(Location annotation dataset excerpts)
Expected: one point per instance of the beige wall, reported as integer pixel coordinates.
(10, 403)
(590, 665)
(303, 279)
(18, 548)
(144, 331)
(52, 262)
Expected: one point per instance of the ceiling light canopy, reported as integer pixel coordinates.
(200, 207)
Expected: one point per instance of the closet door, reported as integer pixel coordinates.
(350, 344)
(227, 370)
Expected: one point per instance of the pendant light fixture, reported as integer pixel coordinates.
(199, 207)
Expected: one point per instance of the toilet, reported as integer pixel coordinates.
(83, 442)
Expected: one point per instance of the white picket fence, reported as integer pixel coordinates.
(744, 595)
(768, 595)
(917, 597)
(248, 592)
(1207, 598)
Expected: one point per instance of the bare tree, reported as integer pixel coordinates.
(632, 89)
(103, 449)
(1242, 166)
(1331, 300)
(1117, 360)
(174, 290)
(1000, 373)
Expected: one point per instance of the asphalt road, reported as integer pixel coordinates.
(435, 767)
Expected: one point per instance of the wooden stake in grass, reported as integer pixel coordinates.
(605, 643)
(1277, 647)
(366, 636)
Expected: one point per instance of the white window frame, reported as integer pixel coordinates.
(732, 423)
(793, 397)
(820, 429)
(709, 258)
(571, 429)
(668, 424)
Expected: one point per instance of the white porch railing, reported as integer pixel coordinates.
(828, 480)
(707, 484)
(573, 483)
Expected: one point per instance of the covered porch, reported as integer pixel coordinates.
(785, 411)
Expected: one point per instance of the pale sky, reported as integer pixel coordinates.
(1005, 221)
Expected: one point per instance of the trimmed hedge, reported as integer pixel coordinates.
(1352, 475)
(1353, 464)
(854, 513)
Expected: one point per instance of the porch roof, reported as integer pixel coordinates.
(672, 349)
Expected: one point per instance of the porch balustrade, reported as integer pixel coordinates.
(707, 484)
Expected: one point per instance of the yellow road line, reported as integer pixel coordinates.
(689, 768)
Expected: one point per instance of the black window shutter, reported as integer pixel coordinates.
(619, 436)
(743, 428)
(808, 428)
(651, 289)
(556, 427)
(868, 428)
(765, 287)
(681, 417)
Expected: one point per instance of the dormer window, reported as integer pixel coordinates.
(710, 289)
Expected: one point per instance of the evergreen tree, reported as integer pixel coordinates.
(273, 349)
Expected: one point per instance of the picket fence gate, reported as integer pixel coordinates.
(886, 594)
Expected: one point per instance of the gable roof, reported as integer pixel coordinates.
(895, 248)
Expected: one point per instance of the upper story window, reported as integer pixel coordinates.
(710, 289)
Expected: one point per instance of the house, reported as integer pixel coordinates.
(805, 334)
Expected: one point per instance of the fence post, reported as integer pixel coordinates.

> Aim of the exercise
Copy the items above word for word. Begin at the line that contains "Expected: one point per instance of the pale" and stop after the last line of the items.

> Answer
Expected: one point per instance of the pale sky, reported as integer pixel coordinates.
(1005, 221)
Expected: one point per instance of the trimmed hedge, reported as integer pixel coordinates.
(1352, 475)
(1353, 464)
(854, 513)
Expected: one point per instance of the porch roof, reported as integer pixel coordinates.
(672, 349)
Expected: one point per instance of the porch balustrade, reported as integer pixel coordinates.
(707, 484)
Expected: one point per instance of the yellow road line, reported as integer pixel coordinates.
(689, 768)
Expected: one point per instance of the black window shutter, reported as integer pixel coordinates.
(619, 436)
(743, 428)
(808, 428)
(651, 289)
(556, 427)
(868, 428)
(765, 287)
(681, 417)
Expected: one point per instance of the dormer window, reported as integer pixel coordinates.
(710, 289)
Expected: one point per instance of the evergreen tree, reported as integer pixel coordinates.
(273, 349)
Expected: one point per instance of the picket fence gate, reported as integer pixel coordinates.
(886, 594)
Expected: one point per instance of the gable roof, reported as integer pixel coordinates.
(895, 248)
Expected: one point per instance of the upper story window, reported as integer pixel coordinates.
(710, 289)
Expected: one point per instance of the house, reported as integer pixel coordinates.
(805, 334)
Expected: one point per instance of the fence post, reported as integer pixel coordinates.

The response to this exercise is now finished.